Exercise brief
Please copy every one of the records below word for word, keeping each line unchanged and in its original order.

======

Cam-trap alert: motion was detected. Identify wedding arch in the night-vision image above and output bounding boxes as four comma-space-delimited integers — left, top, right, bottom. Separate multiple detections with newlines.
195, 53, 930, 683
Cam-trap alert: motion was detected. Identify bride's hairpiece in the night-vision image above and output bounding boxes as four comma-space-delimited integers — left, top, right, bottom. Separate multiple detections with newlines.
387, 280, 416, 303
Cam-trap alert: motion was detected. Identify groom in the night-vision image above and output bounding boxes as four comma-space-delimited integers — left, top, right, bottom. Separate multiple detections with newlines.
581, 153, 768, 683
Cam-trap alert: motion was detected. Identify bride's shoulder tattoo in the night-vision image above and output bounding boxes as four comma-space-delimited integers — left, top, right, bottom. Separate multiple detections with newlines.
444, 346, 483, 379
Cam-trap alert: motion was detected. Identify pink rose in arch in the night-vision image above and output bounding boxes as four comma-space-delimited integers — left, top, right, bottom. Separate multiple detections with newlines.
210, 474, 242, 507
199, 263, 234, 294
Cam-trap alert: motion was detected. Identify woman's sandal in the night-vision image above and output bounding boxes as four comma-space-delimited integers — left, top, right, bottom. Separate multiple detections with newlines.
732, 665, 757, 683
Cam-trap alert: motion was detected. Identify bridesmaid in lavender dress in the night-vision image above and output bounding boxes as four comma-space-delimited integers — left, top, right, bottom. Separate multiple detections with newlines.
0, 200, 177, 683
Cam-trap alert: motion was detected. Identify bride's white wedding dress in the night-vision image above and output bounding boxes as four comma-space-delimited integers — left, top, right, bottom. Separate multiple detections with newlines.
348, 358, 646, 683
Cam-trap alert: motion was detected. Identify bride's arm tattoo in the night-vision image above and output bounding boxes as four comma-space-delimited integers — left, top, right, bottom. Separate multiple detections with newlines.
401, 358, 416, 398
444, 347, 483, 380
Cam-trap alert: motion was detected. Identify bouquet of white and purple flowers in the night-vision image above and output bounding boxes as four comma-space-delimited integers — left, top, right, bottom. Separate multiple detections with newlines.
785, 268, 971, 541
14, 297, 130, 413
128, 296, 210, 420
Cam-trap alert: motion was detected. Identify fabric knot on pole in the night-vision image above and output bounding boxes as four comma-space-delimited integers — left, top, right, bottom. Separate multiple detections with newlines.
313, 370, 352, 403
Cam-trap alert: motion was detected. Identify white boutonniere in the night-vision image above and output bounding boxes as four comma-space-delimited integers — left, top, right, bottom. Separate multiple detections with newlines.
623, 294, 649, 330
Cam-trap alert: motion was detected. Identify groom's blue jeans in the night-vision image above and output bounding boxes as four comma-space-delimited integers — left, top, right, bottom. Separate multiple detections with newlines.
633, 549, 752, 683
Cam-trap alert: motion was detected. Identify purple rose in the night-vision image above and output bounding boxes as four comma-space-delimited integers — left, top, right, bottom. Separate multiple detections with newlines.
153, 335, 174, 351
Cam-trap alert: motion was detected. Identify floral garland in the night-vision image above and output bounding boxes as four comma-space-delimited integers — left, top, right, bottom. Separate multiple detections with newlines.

======

Written reply
Cam-trap alert: motion was detected. Identify wedding arch in the night-vision image above and output bounding boxes as four comma-space-delimited integers — left, top, right, bottom. Separate multiple detections with newlines.
195, 53, 930, 683
Cam-trap alert: motion was detected. Identify bride's hairpiece in the night-vision image above and output bounding boxes as four comma-space-delimited integers — left, top, right, bottom. Separate multiple detections with newlines.
387, 280, 416, 303
Cam-trap alert: motion was detected. Identify groom in the night-vision image above and output bounding boxes as four comma-space-delimited integers — left, top, right, bottom. Separate multiple detections with newlines.
581, 153, 768, 683
Cam-trap alert: motion was detected. Identify bride's shoulder tattoo in the night-vision image above and output bounding boxes as four comma-space-delimited integers — left, top, right, bottom. Separate multiple detections with newlines.
444, 346, 483, 379
Cam-trap alert: motion was detected. Identify pink rose in arch in the night-vision image above and output bounding boxes as four comma-space-delimited integers — left, top, right, bottom. Separate multiple detections with newlines.
210, 474, 242, 507
199, 263, 234, 294
Cam-trap alert: motion was detected. Identify woman's sandal in the night-vision image above and output bounding boxes as four comma-space-delimited integers — left, top, right, bottom. Separate multiple detections with newlines.
732, 665, 757, 683
Cam-trap alert: motion was detected. Identify bridesmaid in lavender dress in the night-vision image above and output bounding boxes as four comma-space-delimited integers — left, top, right, bottom. Separate multiple detections with newlines.
0, 200, 177, 683
Cam-trap alert: motion was detected. Identify bride's white wedding dress in the night-vision image above and output bounding boxes as four comma-space-delimited integers — left, top, right, bottom. Separate multiple detections with newlines.
348, 358, 646, 683
Cam-trap alert: motion was detected. Identify bride's arm tattoo in the night-vision image above and output bounding boxes as four comma-space-delimited integers — left, top, right, bottom. Separate multiple detections with newlines.
401, 358, 416, 398
444, 347, 483, 380
Cam-trap alert: motion was detected. Identify bouquet of white and purple flowers in the night-vision image above and output bounding boxes as four comma-space-delimited integers — left, top, right, bottom. Separate multiple detections with newlines.
785, 268, 971, 541
14, 297, 130, 413
128, 296, 210, 420
Cam-trap alert: motion was detected. Identify fabric knot on pole in the night-vision image above and output bounding boxes as four comma-space-delimited integers — left, top, right, bottom. Separate multiple detections with newlines.
313, 370, 352, 403
Cam-trap alert: motion was detected. Identify white boutonniere in the night-vision image above and output bounding boxes as four comma-space-delimited integers — left, top, right, bottom. Separate multiple detections with newlines.
623, 294, 649, 330
Cam-trap alert: motion was detected. Identify groom's blue jeans in the night-vision image above and output bounding boxes as four comma-space-delimited integers — left, top, right, bottom. Separate multiple detections with newlines.
633, 549, 752, 683
Cam-trap alert: motion was detected. Identify purple rose in the night-vision image above and output bounding boxes as four comma-space-delimited integers — left, top, right, bottom. Separate multiple detections with newlines.
153, 335, 174, 351
Cam-trap alert: motion was detected. Identify floral garland in the night-vision image above and output bounding boxes as four comma-space-delimited integers — left, top, right, bottom. Separate multiple detections with newlines.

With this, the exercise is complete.